## ASSIGNED TASK
Retype all of the data word for word, without pictures.

## SOURCE MATERIAL

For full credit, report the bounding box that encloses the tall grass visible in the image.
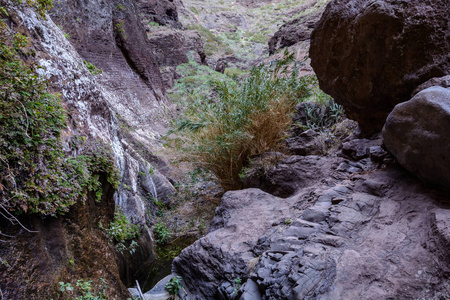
[173,52,313,190]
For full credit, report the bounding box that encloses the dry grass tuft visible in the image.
[172,52,313,190]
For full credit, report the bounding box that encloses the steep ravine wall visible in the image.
[0,0,179,297]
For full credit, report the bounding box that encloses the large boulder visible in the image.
[310,0,450,135]
[383,86,450,189]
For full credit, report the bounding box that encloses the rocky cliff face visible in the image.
[266,0,330,76]
[47,0,179,226]
[0,0,180,296]
[138,0,182,29]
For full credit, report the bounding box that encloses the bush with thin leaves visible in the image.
[173,52,313,190]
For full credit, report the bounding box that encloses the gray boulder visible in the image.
[383,86,450,189]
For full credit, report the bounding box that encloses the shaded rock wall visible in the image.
[138,0,182,29]
[310,0,450,135]
[0,0,179,296]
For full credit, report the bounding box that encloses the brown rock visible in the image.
[310,0,450,135]
[268,0,324,55]
[147,30,189,67]
[137,0,182,29]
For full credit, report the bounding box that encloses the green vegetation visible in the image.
[224,67,247,80]
[165,276,183,296]
[232,277,242,295]
[106,210,140,254]
[147,21,160,30]
[0,6,118,216]
[59,278,109,299]
[115,20,126,39]
[172,52,313,189]
[83,60,103,75]
[115,3,125,11]
[297,76,344,131]
[187,24,233,56]
[167,53,233,103]
[153,222,171,245]
[13,0,53,19]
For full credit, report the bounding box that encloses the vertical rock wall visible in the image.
[0,0,180,296]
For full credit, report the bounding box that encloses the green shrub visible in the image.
[168,54,231,104]
[83,60,103,75]
[173,52,313,189]
[165,276,183,296]
[300,76,344,131]
[153,222,171,245]
[106,210,140,253]
[59,278,109,299]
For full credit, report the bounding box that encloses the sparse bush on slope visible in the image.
[173,52,313,190]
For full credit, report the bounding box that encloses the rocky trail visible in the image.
[172,138,450,299]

## RESULT FOR THIS TASK
For full credit, report the bounding box that encloses the tall grass visible in the image.
[173,52,313,190]
For full credit, report the bounding box that encloses the dry grass tuft visible in the image.
[172,52,313,190]
For full credit, report the bounding box that encloses the steep ravine wall visible in the image.
[0,0,179,297]
For full credit, report the bounding box that encloses the large boulder visible in the image.
[310,0,450,135]
[383,86,450,189]
For full credit, report the bounding box that encloses the rocky cliff face visible in the image.
[266,0,330,76]
[47,0,179,226]
[0,0,180,296]
[138,0,182,29]
For full credit, report the bounding box that encloses the bush with thin leaves visible in the image.
[173,52,313,190]
For full credit, report the bounding box that encloses the gray boulder visible in the image.
[383,86,450,189]
For full credit, report the bounding box that encloses the shaded rock wall visible in the image.
[138,0,182,29]
[310,0,450,135]
[0,0,179,296]
For full credit, report the bounding box that encloses the brown rock visible in the image.
[310,0,450,135]
[268,0,324,55]
[147,30,189,67]
[137,0,182,29]
For full credit, report the bounding box that encloses the green vegetation visible in the image.
[224,67,247,80]
[165,276,183,296]
[232,277,242,295]
[106,210,140,254]
[147,21,160,30]
[0,6,118,216]
[59,278,109,299]
[115,20,126,39]
[172,52,313,189]
[83,60,103,75]
[115,3,125,11]
[297,76,344,131]
[187,24,233,56]
[167,53,233,103]
[153,222,171,245]
[13,0,53,19]
For full credit, report the bounding box that encloses the vertical rock wall visible in the image.
[0,0,180,296]
For full credit, report the bounding box that encloses the green shrub visible in the image.
[168,54,231,104]
[83,60,103,75]
[173,52,313,189]
[165,276,183,296]
[300,76,344,131]
[153,222,171,245]
[106,210,140,253]
[59,278,109,299]
For full credit, report the bounding box that encloses the sparse bush on slope visible in the image.
[173,52,313,190]
For full credit, report the bounding box that encloses the rocky trail visible in the image.
[172,138,450,299]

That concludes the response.